◆ What you should do
Please copy out every row below, keeping each line identical to the original.

— BEGIN Records for this exercise —

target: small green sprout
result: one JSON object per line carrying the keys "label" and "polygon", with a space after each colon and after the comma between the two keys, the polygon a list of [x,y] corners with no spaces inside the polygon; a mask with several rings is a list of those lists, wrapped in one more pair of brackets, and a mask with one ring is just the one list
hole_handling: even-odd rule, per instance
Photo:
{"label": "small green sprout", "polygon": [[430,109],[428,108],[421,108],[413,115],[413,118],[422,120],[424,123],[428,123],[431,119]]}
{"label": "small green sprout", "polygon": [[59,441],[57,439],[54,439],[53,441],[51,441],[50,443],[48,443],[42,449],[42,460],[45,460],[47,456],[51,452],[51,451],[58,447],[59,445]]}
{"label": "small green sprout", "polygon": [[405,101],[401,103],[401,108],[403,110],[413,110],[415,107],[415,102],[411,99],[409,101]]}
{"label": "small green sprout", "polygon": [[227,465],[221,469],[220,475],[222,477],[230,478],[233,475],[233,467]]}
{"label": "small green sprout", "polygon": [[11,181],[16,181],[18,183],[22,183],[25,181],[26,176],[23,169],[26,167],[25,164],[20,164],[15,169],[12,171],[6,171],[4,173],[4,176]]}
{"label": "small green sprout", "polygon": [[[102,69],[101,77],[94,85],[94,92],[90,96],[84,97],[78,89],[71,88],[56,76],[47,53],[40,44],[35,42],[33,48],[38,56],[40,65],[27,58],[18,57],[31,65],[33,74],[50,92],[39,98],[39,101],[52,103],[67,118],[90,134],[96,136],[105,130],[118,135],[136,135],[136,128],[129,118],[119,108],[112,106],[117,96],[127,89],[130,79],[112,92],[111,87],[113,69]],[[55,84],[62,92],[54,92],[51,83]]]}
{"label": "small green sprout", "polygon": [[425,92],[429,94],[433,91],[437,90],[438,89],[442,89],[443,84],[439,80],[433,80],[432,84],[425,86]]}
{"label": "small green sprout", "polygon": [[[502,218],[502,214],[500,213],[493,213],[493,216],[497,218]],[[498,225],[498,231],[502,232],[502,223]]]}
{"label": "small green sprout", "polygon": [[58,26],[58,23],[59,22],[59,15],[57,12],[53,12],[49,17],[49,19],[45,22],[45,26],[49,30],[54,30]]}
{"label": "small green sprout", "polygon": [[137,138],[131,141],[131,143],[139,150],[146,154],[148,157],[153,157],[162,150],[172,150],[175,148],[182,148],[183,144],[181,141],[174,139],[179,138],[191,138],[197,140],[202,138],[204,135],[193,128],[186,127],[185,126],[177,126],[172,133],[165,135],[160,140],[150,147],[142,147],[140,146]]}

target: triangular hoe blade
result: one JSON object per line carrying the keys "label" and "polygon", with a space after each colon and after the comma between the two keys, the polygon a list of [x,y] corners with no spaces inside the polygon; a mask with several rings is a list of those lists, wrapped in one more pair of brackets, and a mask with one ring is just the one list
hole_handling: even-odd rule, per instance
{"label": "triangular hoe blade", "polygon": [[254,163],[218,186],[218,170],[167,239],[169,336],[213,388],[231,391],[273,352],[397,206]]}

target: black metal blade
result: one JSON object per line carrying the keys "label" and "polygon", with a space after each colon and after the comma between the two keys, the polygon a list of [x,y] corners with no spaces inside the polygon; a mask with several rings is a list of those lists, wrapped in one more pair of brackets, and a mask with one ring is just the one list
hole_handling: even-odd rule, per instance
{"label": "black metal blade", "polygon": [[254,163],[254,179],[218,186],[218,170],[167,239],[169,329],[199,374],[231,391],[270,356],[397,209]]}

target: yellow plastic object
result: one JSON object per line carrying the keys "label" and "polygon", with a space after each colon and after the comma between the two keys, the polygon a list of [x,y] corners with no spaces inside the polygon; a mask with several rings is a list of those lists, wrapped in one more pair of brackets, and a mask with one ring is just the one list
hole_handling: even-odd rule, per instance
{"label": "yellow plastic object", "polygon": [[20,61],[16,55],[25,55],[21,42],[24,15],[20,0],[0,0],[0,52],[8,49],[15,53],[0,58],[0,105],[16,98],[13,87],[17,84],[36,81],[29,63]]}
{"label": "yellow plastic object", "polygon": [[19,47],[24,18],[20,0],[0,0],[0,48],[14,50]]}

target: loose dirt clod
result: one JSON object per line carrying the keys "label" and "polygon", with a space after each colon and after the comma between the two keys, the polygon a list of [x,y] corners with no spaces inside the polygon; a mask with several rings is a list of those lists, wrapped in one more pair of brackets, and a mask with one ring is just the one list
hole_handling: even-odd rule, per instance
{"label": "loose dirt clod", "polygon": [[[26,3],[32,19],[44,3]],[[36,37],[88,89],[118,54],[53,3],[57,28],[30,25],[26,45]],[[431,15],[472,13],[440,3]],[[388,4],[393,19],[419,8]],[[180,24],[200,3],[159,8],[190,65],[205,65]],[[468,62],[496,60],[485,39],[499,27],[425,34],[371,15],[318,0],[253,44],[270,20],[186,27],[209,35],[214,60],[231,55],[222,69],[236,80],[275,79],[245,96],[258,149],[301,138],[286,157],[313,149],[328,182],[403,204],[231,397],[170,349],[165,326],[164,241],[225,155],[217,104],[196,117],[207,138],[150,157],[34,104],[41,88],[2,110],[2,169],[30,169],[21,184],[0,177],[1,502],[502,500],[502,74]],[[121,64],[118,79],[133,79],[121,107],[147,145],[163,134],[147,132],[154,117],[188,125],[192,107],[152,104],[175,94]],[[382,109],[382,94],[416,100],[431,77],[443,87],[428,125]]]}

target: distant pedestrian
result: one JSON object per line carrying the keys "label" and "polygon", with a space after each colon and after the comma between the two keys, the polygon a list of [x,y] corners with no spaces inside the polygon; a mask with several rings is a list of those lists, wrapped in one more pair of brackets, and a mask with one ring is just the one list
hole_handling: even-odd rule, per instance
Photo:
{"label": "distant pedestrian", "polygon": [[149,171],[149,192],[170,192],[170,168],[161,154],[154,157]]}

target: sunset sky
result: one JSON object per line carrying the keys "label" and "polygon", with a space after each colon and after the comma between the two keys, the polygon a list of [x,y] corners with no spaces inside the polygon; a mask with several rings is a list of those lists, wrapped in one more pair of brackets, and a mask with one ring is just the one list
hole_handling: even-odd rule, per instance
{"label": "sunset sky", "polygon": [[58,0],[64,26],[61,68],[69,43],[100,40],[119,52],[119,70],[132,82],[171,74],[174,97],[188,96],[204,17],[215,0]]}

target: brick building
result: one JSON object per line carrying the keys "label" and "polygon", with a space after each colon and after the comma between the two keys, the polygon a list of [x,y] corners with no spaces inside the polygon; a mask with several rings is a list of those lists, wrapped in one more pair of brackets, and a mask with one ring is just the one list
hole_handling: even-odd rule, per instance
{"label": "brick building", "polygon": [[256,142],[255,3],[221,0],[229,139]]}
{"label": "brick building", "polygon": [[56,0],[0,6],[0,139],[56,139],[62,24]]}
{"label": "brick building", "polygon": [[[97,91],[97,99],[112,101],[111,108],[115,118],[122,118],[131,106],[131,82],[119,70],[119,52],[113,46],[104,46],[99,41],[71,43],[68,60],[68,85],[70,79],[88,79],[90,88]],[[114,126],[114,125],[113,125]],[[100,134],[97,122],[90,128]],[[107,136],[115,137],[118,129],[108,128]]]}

— END Records for this exercise —

◆ Written answer
target: small green sprout
result: one JSON object per line carrying the keys "label" and "polygon", with a space after each colon and after the comma between the two keys, the polygon a list of [x,y] corners with no spaces inside the polygon; a mask with several rings is a list of those lists, wrapped in one more pair of brackets, and a mask with one ring is just the one list
hole_handling: even-odd rule, per instance
Photo:
{"label": "small green sprout", "polygon": [[430,109],[428,108],[421,108],[413,115],[413,118],[422,120],[424,123],[428,123],[431,119]]}
{"label": "small green sprout", "polygon": [[59,441],[57,439],[54,439],[53,441],[51,441],[50,443],[48,443],[42,449],[42,460],[45,460],[47,456],[51,452],[51,451],[58,447],[59,445]]}
{"label": "small green sprout", "polygon": [[405,101],[401,103],[401,108],[403,110],[413,110],[415,107],[415,102],[411,99],[409,101]]}
{"label": "small green sprout", "polygon": [[227,465],[221,469],[220,475],[222,477],[230,478],[233,475],[233,467]]}
{"label": "small green sprout", "polygon": [[11,181],[16,181],[18,183],[22,183],[25,181],[26,176],[23,169],[26,167],[25,164],[20,164],[15,169],[12,171],[6,171],[4,173],[4,176]]}
{"label": "small green sprout", "polygon": [[[102,69],[101,77],[94,85],[94,92],[90,96],[84,97],[78,89],[71,88],[56,76],[47,53],[40,44],[35,42],[33,48],[38,56],[40,65],[27,58],[18,57],[31,65],[33,74],[50,92],[39,98],[39,101],[52,103],[67,118],[90,134],[96,136],[105,130],[118,135],[136,135],[136,128],[129,118],[119,108],[112,106],[117,96],[127,89],[130,79],[112,92],[111,87],[113,69]],[[55,84],[62,92],[54,92],[51,83]]]}
{"label": "small green sprout", "polygon": [[425,92],[429,94],[433,91],[437,90],[438,89],[442,89],[443,84],[439,80],[433,80],[432,84],[425,86]]}
{"label": "small green sprout", "polygon": [[[502,218],[502,214],[500,213],[493,213],[493,216],[497,218]],[[498,225],[498,231],[502,232],[502,223]]]}
{"label": "small green sprout", "polygon": [[58,26],[58,23],[59,22],[59,15],[57,12],[53,12],[49,17],[49,19],[45,22],[45,26],[49,30],[54,30]]}
{"label": "small green sprout", "polygon": [[137,138],[131,141],[131,143],[139,150],[146,154],[148,157],[153,157],[162,150],[172,150],[175,148],[182,148],[183,144],[181,141],[174,139],[179,138],[191,138],[197,140],[202,138],[204,135],[193,128],[186,127],[185,126],[177,126],[172,133],[165,135],[160,140],[150,147],[142,147],[140,146]]}

target: triangular hoe blade
result: one JSON object per line carrying the keys "label" and "polygon", with a space after each colon and after the comma between the two keys, the polygon a list of [x,y] corners with no spaces inside the polygon; a mask with several rings is a list of those lists, wrapped in one more pair of brackets, and a mask with one ring is just the one list
hole_handling: even-odd rule, per instance
{"label": "triangular hoe blade", "polygon": [[254,163],[218,186],[218,170],[167,239],[169,336],[213,388],[231,391],[273,352],[397,206]]}

target: black metal blade
result: one JSON object per line carrying the keys "label" and "polygon", with a space after each colon and after the comma between the two keys, the polygon a list of [x,y] corners with no spaces inside the polygon; a mask with several rings is a list of those lists, wrapped in one more pair of brackets, and a mask with one ring is just the one list
hole_handling: even-odd rule, per instance
{"label": "black metal blade", "polygon": [[254,163],[254,179],[218,186],[218,170],[167,239],[169,329],[199,374],[231,391],[270,356],[397,209]]}

target: yellow plastic object
result: one JSON object per line carrying the keys "label" and "polygon", with a space after each colon and after the comma between the two keys, the polygon a list of [x,y] corners with no spaces inside the polygon; a mask with several rings is a list of those lists, wrapped in one more pair of brackets, and a mask with one ring is just the one list
hole_handling: even-odd rule, per instance
{"label": "yellow plastic object", "polygon": [[20,61],[16,55],[25,55],[21,42],[24,15],[20,0],[0,0],[0,52],[8,49],[15,53],[0,58],[0,105],[16,98],[13,87],[17,84],[36,81],[29,63]]}
{"label": "yellow plastic object", "polygon": [[19,47],[24,18],[20,0],[0,0],[0,48],[14,50]]}

target: loose dirt clod
result: one JSON object per line carrying the keys "label" and "polygon", with a space after each colon and after the comma between the two keys, the polygon a list of [x,y] corners with no spaces inside the polygon; a mask with several rings is a list of those lists, wrapped in one more pair of brackets, and a mask with one ring is just the one list
hole_handling: even-odd rule, per instance
{"label": "loose dirt clod", "polygon": [[[26,3],[32,19],[44,3]],[[36,37],[88,89],[118,54],[53,3],[57,28],[30,25],[26,45]],[[431,15],[472,13],[440,3]],[[388,4],[393,19],[419,8]],[[180,24],[200,3],[159,8],[190,65],[205,65]],[[468,62],[496,60],[485,39],[499,27],[425,34],[371,15],[318,0],[253,44],[270,20],[186,27],[209,35],[214,60],[231,55],[222,69],[236,80],[275,79],[245,96],[258,149],[301,138],[286,157],[313,149],[328,182],[403,204],[231,397],[170,349],[165,326],[164,241],[225,155],[217,104],[196,117],[207,138],[150,157],[34,104],[41,88],[2,110],[2,169],[30,169],[21,184],[0,177],[1,502],[502,500],[502,74]],[[121,64],[118,79],[133,79],[121,107],[147,145],[163,134],[147,132],[154,117],[188,125],[192,107],[152,104],[175,94]],[[382,109],[382,94],[416,100],[431,77],[443,87],[428,125]]]}

target: distant pedestrian
result: one JSON object per line carrying the keys "label" and "polygon", with a space after each colon and after the comma between the two keys, the polygon a list of [x,y] corners with no spaces inside the polygon; a mask with several rings is a list of those lists, wrapped in one more pair of brackets, and a mask with one ring is just the one list
hole_handling: even-odd rule, per instance
Photo:
{"label": "distant pedestrian", "polygon": [[149,171],[149,192],[170,192],[170,168],[161,154],[154,157]]}

target: sunset sky
result: one JSON object per line carrying the keys "label" and "polygon", with a space after each colon and after the comma between the two keys, the polygon a list of [x,y] corners with no spaces inside the polygon; a mask with several rings is a list of those lists, wrapped in one more pair of brackets, and a mask with one ring is just the one list
hole_handling: even-odd rule, per instance
{"label": "sunset sky", "polygon": [[58,0],[64,26],[61,68],[69,43],[100,40],[119,52],[119,70],[132,82],[171,74],[174,97],[188,96],[204,17],[215,0]]}

target: brick building
result: one JSON object per line carrying the keys "label" and "polygon", with a space after each colon and after the comma between the two keys, the polygon a list of [x,y] corners with no spaces inside the polygon; a mask with several rings is a list of those lists, wrapped in one more pair of brackets, and a mask with one ring is just the one list
hole_handling: even-odd rule, per instance
{"label": "brick building", "polygon": [[256,142],[255,3],[221,0],[229,139]]}
{"label": "brick building", "polygon": [[56,0],[0,6],[0,139],[56,139],[62,24]]}
{"label": "brick building", "polygon": [[[97,91],[97,99],[112,101],[111,108],[115,118],[122,118],[131,106],[131,82],[119,70],[119,52],[113,46],[104,46],[99,41],[71,43],[68,60],[68,85],[70,79],[88,79],[90,88]],[[114,126],[114,125],[113,125]],[[100,134],[97,122],[90,128]],[[107,136],[115,137],[118,129],[108,128]]]}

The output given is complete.